■ What to do: Find the lines below that contain the word "instance" and count them. Only the number should be given.

Collected data entries
┄┄┄┄┄┄┄┄┄┄┄┄┄┄┄┄┄┄┄┄
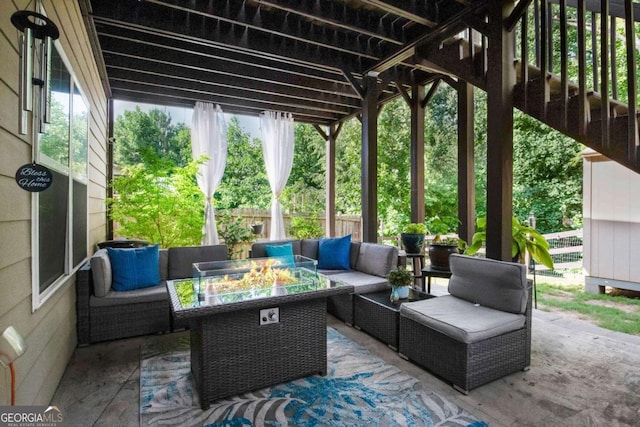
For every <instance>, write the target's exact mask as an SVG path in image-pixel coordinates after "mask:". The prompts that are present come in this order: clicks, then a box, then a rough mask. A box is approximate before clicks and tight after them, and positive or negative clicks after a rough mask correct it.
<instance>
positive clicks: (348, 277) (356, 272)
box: [329, 270, 391, 294]
mask: <svg viewBox="0 0 640 427" xmlns="http://www.w3.org/2000/svg"><path fill="white" fill-rule="evenodd" d="M329 278H330V279H331V280H335V281H338V282H345V283H348V284H349V285H353V293H354V294H364V293H367V292H376V291H382V290H385V289H391V288H390V286H389V282H387V279H385V278H384V277H378V276H372V275H370V274H366V273H362V272H360V271H354V270H350V271H343V272H342V273H335V274H331V275H329Z"/></svg>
┄┄┄┄┄┄┄┄┄┄┄┄┄┄┄┄┄┄┄┄
■ Written answer: 2